_GIVEN RECORDS_.
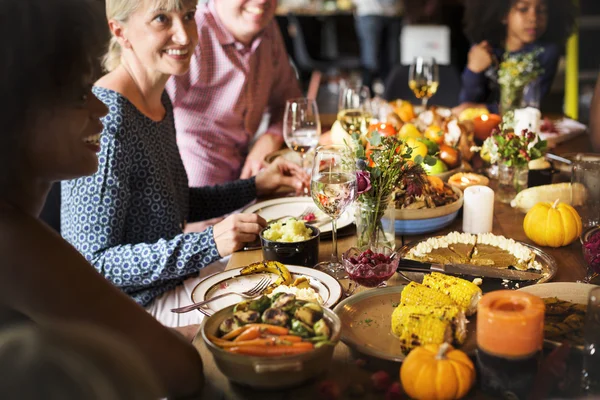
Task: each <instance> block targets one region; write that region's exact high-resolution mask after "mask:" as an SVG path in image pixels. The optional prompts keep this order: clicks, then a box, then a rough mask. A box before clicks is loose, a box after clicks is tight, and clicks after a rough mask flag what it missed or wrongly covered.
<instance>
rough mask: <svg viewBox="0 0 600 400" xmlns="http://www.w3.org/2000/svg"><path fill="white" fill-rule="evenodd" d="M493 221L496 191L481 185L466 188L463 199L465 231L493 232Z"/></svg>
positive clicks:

...

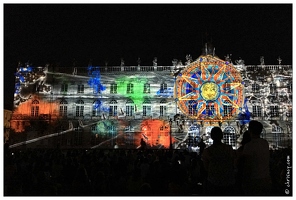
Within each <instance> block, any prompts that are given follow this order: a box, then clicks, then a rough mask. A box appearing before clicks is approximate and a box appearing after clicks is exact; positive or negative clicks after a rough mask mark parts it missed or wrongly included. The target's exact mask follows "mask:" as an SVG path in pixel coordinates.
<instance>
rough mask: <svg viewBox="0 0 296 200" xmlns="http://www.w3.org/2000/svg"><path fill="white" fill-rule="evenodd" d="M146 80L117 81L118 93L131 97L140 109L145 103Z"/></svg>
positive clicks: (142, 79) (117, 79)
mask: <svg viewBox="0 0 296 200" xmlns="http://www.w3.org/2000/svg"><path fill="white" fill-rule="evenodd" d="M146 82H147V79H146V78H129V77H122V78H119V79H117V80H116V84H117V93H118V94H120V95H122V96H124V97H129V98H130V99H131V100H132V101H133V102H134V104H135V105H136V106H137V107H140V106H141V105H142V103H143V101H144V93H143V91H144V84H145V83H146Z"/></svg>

* * *

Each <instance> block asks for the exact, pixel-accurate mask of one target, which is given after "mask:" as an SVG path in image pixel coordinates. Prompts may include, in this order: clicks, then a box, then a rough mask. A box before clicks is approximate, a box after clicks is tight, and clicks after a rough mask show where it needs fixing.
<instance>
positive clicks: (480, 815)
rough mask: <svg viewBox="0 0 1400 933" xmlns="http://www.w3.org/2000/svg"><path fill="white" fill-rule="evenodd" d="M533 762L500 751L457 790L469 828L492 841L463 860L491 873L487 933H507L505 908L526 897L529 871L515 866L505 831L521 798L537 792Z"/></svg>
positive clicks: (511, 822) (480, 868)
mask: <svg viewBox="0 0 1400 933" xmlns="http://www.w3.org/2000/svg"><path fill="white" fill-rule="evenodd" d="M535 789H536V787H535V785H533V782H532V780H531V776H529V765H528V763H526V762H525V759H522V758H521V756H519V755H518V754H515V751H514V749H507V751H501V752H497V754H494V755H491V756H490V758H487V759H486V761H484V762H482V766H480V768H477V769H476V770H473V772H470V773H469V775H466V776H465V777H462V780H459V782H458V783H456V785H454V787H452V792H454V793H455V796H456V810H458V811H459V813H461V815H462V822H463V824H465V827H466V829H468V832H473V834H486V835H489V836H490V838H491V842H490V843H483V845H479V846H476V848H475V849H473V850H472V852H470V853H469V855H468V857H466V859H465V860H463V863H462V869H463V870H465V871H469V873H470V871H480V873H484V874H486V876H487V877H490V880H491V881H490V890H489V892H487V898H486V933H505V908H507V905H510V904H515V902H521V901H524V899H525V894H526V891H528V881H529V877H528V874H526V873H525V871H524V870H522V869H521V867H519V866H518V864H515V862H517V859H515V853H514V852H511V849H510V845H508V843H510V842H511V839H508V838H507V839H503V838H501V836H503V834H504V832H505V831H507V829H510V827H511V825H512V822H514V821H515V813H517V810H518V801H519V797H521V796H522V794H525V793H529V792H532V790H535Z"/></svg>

_WRITTEN TASK_.
Transcribe the records verbatim, starting at the line containing "Each <instance> block asks" and continuing through the line containing "positive clicks: (511, 822) (480, 868)", with both of those lines included.

_PROBLEM SOLUTION_.
Each <instance> block asks for the exact, pixel-accurate mask of one target, which is given after "mask:" as an SVG path in image pixel coordinates. Prompts may include, in this order: clicks, then a box, then a rough mask. A box before clicks is approximate, a box after clicks is tight, and clicks after a rough mask show where it needs fixing.
<instance>
positive clicks: (480, 815)
rough mask: <svg viewBox="0 0 1400 933" xmlns="http://www.w3.org/2000/svg"><path fill="white" fill-rule="evenodd" d="M533 762L500 751L457 790L469 828L492 841L463 860L491 873L487 933H507L505 908L526 897L529 871L515 866L505 831L521 798L537 792Z"/></svg>
positive clicks: (511, 822) (480, 868)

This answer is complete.